• Raw records
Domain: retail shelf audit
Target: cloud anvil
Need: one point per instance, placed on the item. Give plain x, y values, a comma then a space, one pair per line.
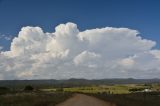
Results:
70, 53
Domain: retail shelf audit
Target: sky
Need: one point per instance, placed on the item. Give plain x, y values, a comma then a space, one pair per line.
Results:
59, 39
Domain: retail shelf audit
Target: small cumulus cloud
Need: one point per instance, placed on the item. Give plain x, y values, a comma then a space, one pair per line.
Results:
70, 53
6, 37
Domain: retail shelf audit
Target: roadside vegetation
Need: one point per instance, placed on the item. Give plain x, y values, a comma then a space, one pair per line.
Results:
120, 94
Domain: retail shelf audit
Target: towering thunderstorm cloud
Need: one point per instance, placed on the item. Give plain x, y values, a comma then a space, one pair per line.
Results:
69, 53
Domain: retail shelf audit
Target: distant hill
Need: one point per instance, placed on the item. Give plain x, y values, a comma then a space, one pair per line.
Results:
74, 82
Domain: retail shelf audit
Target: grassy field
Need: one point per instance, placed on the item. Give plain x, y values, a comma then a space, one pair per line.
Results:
33, 98
111, 89
121, 94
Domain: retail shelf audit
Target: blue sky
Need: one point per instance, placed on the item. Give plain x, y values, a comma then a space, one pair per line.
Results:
142, 15
91, 39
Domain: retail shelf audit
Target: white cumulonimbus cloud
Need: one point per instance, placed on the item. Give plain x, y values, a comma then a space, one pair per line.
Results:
69, 53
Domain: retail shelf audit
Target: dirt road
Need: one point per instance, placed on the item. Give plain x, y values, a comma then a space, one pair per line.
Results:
84, 100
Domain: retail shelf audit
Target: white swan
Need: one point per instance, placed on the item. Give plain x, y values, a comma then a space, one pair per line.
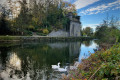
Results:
56, 66
62, 69
76, 64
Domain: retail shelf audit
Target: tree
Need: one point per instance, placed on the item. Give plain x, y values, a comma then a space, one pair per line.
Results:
4, 29
88, 31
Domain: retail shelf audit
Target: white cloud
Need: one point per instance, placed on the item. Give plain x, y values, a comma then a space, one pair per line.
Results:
102, 8
83, 3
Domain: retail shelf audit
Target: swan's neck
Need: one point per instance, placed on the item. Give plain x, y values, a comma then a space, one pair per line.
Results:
58, 64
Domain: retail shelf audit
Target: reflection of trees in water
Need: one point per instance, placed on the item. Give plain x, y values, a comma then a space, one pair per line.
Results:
87, 43
35, 60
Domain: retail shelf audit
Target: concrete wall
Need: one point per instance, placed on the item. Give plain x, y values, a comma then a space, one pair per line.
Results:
75, 29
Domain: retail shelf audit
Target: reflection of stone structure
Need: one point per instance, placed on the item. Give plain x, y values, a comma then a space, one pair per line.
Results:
75, 25
74, 49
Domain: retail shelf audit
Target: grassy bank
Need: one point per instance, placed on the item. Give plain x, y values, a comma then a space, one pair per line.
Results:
41, 38
102, 65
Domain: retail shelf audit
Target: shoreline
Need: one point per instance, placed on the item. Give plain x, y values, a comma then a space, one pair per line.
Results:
41, 38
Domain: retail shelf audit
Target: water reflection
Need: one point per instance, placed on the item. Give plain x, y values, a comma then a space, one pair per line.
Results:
32, 61
87, 48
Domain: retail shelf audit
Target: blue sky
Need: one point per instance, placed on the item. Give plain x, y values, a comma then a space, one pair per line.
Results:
93, 12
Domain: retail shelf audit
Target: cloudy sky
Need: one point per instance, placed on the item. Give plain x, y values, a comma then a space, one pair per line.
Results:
92, 12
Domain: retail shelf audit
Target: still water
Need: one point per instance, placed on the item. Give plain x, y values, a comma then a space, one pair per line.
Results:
33, 61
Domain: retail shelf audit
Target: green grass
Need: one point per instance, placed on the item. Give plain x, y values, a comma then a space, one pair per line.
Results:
102, 65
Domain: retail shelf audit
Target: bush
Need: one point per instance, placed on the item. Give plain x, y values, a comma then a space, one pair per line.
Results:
45, 31
102, 65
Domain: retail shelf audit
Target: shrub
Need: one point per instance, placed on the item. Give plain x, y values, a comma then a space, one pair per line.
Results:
45, 31
102, 65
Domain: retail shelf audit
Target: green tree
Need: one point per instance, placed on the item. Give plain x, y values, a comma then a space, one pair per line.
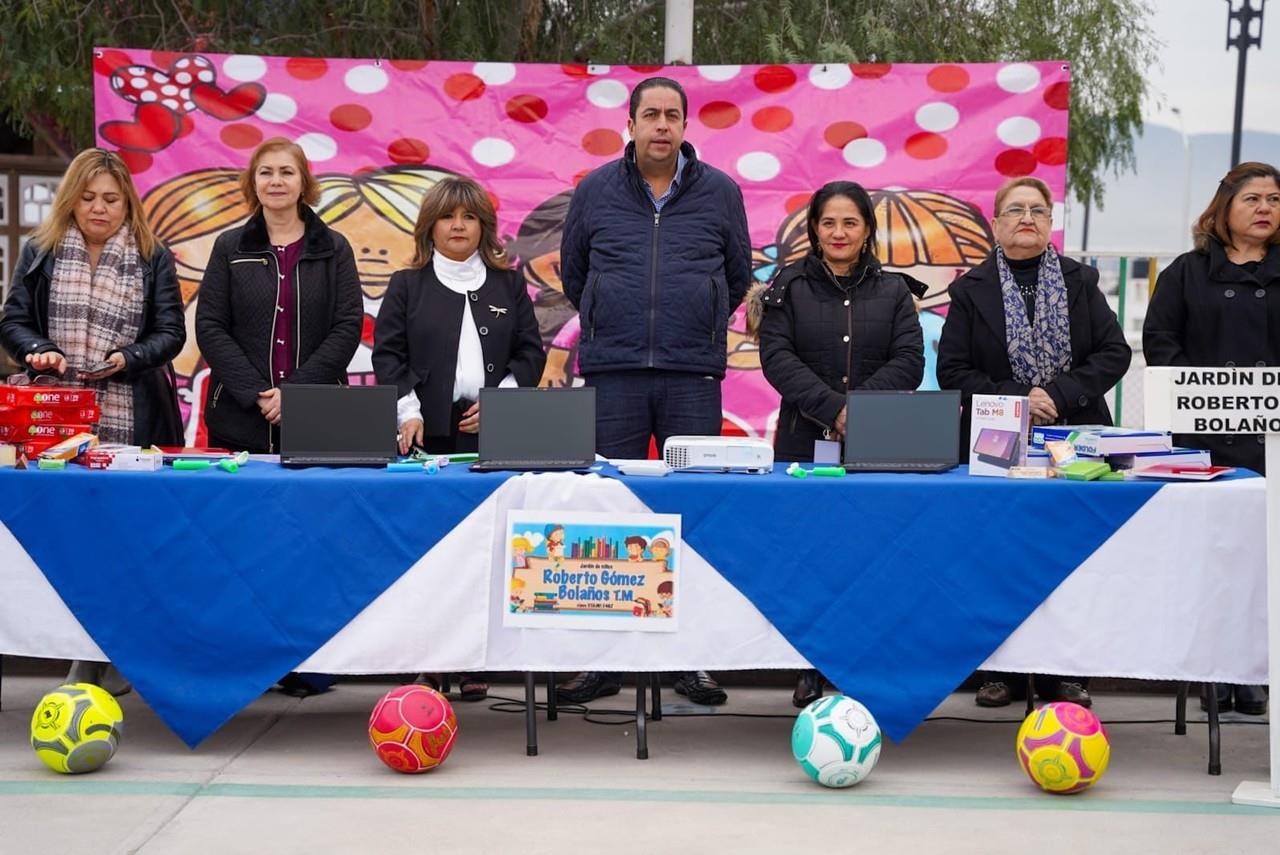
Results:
46, 51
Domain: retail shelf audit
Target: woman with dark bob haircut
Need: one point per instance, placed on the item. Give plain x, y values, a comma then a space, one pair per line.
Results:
832, 323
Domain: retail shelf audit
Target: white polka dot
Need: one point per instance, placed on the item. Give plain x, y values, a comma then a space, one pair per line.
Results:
243, 67
365, 79
494, 73
718, 73
493, 151
1018, 77
864, 152
278, 108
1019, 131
318, 146
937, 117
758, 165
831, 76
607, 94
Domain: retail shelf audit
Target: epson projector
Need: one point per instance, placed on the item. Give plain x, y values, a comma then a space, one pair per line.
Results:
718, 455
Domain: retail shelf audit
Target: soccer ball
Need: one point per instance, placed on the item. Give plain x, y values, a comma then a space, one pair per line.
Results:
76, 728
412, 728
836, 741
1063, 748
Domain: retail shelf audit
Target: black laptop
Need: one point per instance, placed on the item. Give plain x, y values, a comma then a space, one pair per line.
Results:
903, 431
528, 429
333, 425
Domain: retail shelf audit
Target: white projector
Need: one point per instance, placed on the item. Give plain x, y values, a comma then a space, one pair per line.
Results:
718, 455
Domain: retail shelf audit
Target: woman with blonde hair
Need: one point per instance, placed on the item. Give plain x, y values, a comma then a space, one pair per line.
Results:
279, 302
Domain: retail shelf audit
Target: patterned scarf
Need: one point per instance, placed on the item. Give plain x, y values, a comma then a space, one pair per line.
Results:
95, 312
1037, 352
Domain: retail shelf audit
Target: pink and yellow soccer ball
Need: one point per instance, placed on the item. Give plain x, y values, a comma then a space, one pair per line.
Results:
1063, 748
412, 728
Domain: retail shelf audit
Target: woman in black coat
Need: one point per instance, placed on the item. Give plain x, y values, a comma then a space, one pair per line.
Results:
279, 302
457, 320
95, 291
833, 321
1219, 305
1028, 321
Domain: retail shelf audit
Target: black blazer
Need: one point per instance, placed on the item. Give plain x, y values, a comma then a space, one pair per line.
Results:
416, 338
973, 355
1210, 311
24, 330
236, 318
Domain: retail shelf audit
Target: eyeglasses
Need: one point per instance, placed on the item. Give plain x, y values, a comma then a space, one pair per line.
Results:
1018, 211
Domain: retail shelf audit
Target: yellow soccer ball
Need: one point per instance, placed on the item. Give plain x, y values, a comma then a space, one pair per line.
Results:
76, 728
1063, 748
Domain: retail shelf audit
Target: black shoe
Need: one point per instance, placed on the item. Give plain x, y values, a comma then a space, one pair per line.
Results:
1224, 698
1251, 700
1074, 693
588, 686
993, 694
699, 687
808, 689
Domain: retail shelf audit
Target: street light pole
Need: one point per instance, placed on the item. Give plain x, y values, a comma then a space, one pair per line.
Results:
1243, 40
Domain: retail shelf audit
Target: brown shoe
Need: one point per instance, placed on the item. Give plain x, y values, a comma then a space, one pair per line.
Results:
993, 694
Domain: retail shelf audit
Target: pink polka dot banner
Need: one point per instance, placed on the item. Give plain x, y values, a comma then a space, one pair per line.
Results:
932, 143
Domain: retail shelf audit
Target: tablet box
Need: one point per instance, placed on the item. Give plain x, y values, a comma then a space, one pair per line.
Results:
997, 434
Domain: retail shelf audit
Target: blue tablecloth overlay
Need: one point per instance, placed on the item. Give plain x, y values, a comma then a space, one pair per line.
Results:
206, 586
895, 586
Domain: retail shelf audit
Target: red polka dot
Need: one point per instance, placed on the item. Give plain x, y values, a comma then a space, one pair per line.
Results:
1051, 151
718, 114
798, 201
526, 108
841, 133
772, 119
407, 150
926, 146
137, 161
306, 68
241, 136
1015, 163
871, 71
947, 78
464, 87
110, 60
602, 142
350, 117
775, 78
1059, 95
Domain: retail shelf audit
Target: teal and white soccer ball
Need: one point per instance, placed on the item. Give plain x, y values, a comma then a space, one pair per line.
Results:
836, 741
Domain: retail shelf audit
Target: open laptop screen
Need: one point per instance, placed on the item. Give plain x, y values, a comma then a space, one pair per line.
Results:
525, 424
900, 426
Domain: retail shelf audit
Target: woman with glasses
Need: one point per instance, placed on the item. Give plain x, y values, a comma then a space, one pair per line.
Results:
95, 302
1220, 305
1028, 321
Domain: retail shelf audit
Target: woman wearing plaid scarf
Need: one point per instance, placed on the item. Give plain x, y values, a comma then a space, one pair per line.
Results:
1028, 321
95, 301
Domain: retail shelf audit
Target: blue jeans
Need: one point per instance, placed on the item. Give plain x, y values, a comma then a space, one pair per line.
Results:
632, 406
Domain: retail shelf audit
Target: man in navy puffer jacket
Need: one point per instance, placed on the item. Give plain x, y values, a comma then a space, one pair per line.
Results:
656, 256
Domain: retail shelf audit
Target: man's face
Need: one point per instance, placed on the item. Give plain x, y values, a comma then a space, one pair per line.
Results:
658, 128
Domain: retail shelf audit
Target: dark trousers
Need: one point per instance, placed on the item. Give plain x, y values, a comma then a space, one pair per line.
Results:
632, 406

• Set problem
Pull out each line in the entries above that contains the word "black", copying the lines in the order they appear.

• Response below
Target: black laptop
Target: woman in black coat
Target: black blazer
Target: black shoe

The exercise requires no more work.